(所给摘录):
■ ■ ■ ■ ■
求长度为(m)的包含至少一个模式串的字符串数量
考虑长度为(m)的不包含任何模式串的字符串数量
(dp[i][j])表示当前长度为(i),匹配到(Trie)的(j)节点的答案
#include <bits/stdc++.h>
using namespace std;
typedef long long ll;
const int maxn = 6010;
const int mod = 1e4 + 7;
int n, m;
int bin(int x, int y) {
int ans = 1;
for (; y; y >>= 1, x = (ll)x * x % mod)
if (y & 1) ans = (ll)ans * x, ans %= mod;
return ans;
}
struct Trie {
int next[maxn][26], fail[maxn], end[maxn];
int last[maxn];
int dp[110][maxn];
int root, L;
int newnode() {
for (int i = 0; i < 26; i++)
next[L][i] = -1;
fail[L] = last[L] = end[L] = 0;
return L++;
}
void init() {
L = 0;
root = newnode();
}
void insert(char buf[]) {
int len = strlen(buf);
int now = root;
for (int i = 0; i < len; i++) {
if (next[now][buf[i] - 'A'] == -1)
■ ■ ■ ■ ■
(任务 1): 在摘录的代码中,常量 mod 被定义为多少?
(任务 2): 判断下列各项陈述是否与摘录相符:(a) 所求的是长度为 m、至少包含一个模式串的字符串数量;(b) Trie 结构中 next 数组的第二维大小为 26;(c) maxn 被定义为 1e4 + 7。
(任务 3): 请用两句话概括摘录的内容。
请仅依据摘录作答。

(所给数据):
■ ■ ■ ■ ■
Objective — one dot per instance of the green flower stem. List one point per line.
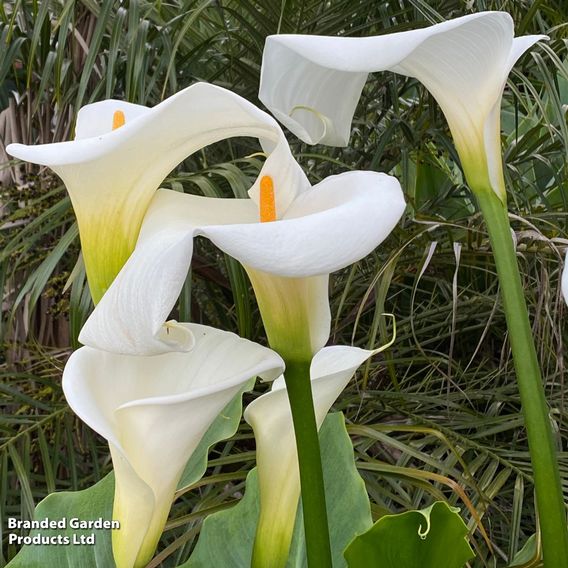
■ ■ ■ ■ ■
(正确答案 1): mod 被定义为 1e4 + 7。

(正确答案 2):
(a) 是:"求长度为(m)的包含至少一个模式串的字符串数量"。
(b) 是:"int next[maxn][26]"。
(c) 否:"const int maxn = 6010;"。

(正确答案 3): 摘录要求长度为 m 且至少包含一个模式串的字符串数量,思路是转而考虑长度为 m 且不包含任何模式串的字符串数量,并用 dp[i][j] 表示当前长度为 i、匹配到 Trie 的 j 节点时的答案。随附的代码定义了快速幂函数 bin 和 Trie 结构。